• _TO DO_
Copy the whole post on holiday subject lines below, word for word.

• _DOCUMENT EXCERPT_
───
Holiday subject lines: good, bad, ugly, weird

Four subject lines from the end-of-year in-box:

Christmas Appeal – Consider a gift today!

There’s a soft spot in my heart for literal and straightforward communication, unadorned by the cleverness that so often turns nonprofit messages into secret code.

But this one may go too far, leaving nothing to the imagination. If the organization were extremely well-branded and strongly associated with Christmas (The Salvation Army), it might work. That wasn’t the case here.

And “consider a gift” is just weak in any case. They’ve given away the fact that there’s an appeal for funds in the in-box. They’ve also let drop the fact that this may not be the coolest offer they’re going to see today. Just another boring holiday-season appeal for funds.

Subject lines work best when they entice and promise. This one did neither.

[Organization] Responds to [obscure disaster]

This one makes one of the most common fundraising errors of all: Assuming that because we’re doing it, everyone cares.
───
• _PROVIDED DATA_
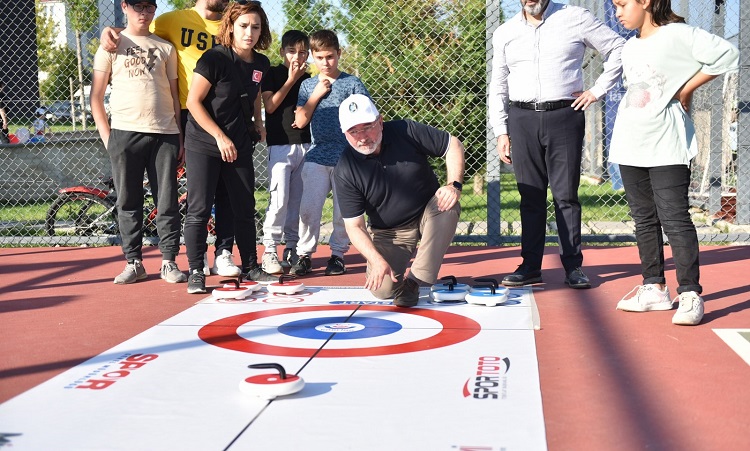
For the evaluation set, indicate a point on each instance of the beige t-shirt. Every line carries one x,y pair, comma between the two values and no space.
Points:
───
• _RESPONSE_
Holiday subject lines: good, bad, ugly, weird

Four subject lines from the end-of-year in-box:

Christmas Appeal – Consider a gift today!

There’s a soft spot in my heart for literal and straightforward communication, unadorned by the cleverness that so often turns nonprofit messages into secret code.

But this one may go too far, leaving nothing to the imagination. If the organization were extremely well-branded and strongly associated with Christmas (The Salvation Army), it might work. That wasn’t the case here.

And “consider a gift” is just weak in any case. They’ve given away the fact that there’s an appeal for funds in the in-box. They’ve also let drop the fact that this may not be the coolest offer they’re going to see today. Just another boring holiday-season appeal for funds.

Subject lines work best when they entice and promise. This one did neither.

[Organization] Responds to [obscure disaster]

This one makes one of the most common fundraising errors of all: Assuming that because we’re doing it, everyone cares.